--- begin MATERIALS PROVIDED ---

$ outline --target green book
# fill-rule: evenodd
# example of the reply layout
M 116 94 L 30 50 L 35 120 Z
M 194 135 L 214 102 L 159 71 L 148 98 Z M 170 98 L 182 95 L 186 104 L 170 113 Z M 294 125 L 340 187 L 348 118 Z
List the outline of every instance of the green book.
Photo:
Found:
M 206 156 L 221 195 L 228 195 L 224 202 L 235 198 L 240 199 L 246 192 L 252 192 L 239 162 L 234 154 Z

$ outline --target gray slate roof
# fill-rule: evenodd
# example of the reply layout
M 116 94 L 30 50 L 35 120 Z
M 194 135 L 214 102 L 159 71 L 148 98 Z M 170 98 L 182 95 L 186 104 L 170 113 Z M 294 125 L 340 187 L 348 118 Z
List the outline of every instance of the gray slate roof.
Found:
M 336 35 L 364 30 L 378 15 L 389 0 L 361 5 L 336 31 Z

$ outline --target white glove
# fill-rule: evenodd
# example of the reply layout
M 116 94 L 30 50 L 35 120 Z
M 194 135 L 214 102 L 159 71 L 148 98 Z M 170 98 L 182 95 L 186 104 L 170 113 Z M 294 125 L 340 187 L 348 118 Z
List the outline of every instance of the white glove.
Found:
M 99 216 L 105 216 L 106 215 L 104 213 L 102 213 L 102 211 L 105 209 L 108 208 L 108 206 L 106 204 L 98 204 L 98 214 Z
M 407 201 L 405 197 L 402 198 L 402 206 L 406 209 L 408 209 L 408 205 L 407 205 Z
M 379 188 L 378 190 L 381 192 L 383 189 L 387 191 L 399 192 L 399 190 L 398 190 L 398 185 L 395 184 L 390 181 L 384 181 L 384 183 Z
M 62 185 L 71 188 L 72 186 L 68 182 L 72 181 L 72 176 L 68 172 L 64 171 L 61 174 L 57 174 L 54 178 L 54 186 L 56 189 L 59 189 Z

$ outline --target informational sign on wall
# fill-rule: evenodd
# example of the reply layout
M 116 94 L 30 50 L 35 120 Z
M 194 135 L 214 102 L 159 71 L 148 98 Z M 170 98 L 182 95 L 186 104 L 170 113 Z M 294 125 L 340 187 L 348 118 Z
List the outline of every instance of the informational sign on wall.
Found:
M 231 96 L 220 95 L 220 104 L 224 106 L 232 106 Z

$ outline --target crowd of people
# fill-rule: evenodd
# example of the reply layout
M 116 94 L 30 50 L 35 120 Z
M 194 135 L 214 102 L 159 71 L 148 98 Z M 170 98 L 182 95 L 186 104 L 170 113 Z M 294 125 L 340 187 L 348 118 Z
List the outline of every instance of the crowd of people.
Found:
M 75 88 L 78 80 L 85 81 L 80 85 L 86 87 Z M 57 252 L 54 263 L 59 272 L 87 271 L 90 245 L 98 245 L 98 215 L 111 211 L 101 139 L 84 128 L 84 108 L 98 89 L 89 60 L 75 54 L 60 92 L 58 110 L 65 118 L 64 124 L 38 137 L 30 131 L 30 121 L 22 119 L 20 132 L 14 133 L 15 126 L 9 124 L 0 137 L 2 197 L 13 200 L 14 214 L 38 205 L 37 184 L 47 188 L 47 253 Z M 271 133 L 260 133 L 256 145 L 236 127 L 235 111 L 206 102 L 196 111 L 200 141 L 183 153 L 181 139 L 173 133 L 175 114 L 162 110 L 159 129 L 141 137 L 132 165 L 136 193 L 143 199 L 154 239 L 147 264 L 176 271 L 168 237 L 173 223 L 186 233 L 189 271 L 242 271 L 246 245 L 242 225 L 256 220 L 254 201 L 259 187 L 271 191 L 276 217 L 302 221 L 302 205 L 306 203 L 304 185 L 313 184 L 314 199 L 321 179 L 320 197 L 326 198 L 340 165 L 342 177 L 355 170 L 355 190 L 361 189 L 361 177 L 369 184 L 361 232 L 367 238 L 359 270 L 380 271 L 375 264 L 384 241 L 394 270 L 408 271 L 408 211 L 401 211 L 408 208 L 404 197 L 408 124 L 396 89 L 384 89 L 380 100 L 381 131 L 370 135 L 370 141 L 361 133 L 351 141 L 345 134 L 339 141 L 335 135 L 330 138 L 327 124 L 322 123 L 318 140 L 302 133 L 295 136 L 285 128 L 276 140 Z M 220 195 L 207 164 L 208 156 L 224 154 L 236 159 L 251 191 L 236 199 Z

--- end MATERIALS PROVIDED ---

- _WHAT IS EXPECTED_
Write out the listing again from its start through the line that contains "M 206 156 L", both included, with the requests and the sample replies unchanged. Multiply every coordinate in the found outlines by 2.3 and round each result to a whole number, rounding halves up.

- _REPLY_
$ outline --target green book
# fill-rule: evenodd
# example of the reply layout
M 116 94 L 30 50 L 35 120 Z
M 194 135 L 214 102 L 159 71 L 148 98 Z M 170 98 L 182 95 L 186 104 L 170 113 Z M 294 125 L 340 187 L 348 118 Z
List the outline of every instance of the green book.
Photo:
Found:
M 474 359 L 508 449 L 524 449 L 515 465 L 541 455 L 552 458 L 566 442 L 580 442 L 550 373 L 538 354 Z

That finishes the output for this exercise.